When you spot the word "road" in a line of the data below, copy that line.

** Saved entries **
--

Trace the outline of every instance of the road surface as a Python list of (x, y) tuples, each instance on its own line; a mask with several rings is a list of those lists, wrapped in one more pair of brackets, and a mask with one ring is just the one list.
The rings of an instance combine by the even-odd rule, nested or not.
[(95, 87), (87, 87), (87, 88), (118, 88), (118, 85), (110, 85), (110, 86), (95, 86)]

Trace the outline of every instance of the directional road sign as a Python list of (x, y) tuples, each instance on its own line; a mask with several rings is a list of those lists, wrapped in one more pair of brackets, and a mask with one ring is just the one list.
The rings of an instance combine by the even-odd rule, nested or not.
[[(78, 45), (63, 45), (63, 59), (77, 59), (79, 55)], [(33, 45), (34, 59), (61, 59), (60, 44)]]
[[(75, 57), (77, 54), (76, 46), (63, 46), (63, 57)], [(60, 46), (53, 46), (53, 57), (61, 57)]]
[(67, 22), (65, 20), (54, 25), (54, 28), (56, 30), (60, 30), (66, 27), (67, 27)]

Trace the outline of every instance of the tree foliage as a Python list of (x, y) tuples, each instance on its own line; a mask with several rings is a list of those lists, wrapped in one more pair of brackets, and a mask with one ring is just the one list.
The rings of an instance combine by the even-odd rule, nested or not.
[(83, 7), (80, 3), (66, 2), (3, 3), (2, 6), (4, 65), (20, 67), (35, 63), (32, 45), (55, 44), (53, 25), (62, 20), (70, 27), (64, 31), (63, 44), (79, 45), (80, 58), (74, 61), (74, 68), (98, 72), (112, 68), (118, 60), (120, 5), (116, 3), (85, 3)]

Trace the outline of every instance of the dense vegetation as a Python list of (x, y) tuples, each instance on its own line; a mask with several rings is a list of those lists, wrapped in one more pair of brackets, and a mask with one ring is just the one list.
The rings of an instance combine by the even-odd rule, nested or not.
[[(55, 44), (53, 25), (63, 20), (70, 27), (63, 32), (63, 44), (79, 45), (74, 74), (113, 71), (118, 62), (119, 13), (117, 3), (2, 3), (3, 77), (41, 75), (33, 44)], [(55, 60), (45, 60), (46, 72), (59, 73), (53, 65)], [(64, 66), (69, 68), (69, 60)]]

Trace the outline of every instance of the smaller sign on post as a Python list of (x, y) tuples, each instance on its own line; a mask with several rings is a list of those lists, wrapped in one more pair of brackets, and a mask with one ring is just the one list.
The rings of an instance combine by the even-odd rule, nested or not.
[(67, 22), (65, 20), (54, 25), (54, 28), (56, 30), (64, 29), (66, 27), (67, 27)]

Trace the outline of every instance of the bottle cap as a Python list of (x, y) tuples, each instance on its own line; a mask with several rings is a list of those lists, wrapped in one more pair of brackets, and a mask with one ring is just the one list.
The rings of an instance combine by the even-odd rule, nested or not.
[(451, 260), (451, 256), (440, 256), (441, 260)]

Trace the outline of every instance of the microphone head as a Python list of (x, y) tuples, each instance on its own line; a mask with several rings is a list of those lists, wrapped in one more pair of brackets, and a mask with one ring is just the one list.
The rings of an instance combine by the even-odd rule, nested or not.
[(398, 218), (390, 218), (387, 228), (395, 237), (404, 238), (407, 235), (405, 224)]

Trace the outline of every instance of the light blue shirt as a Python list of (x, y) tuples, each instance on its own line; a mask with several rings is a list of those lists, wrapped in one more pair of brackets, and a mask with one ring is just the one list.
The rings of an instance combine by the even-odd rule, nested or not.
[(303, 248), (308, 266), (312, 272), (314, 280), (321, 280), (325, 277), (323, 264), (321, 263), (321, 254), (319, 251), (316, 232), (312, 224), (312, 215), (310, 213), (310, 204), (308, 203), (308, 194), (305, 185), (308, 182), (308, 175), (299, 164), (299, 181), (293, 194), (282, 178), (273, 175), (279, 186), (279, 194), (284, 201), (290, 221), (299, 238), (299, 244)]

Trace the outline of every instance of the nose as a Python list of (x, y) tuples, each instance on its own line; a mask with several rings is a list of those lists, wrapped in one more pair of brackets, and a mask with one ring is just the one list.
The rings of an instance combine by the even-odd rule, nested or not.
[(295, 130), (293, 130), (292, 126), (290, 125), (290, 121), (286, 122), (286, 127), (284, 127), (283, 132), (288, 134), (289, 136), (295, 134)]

--

** Result **
Trace the outline of every instance of the road surface as a Python list of (x, y) tuples, each instance on its own line; a mask with several rings is a list of those lists, wrapped in one more pair of brackets, and a mask with one ring is just the one list.
Trace the outline of every instance of the directional road sign as a Python list of (x, y) tuples, each instance on its own line; a mask with several rings is a list of those lists, wrapped in one more pair of brackets, and a mask with one ring is just the one list.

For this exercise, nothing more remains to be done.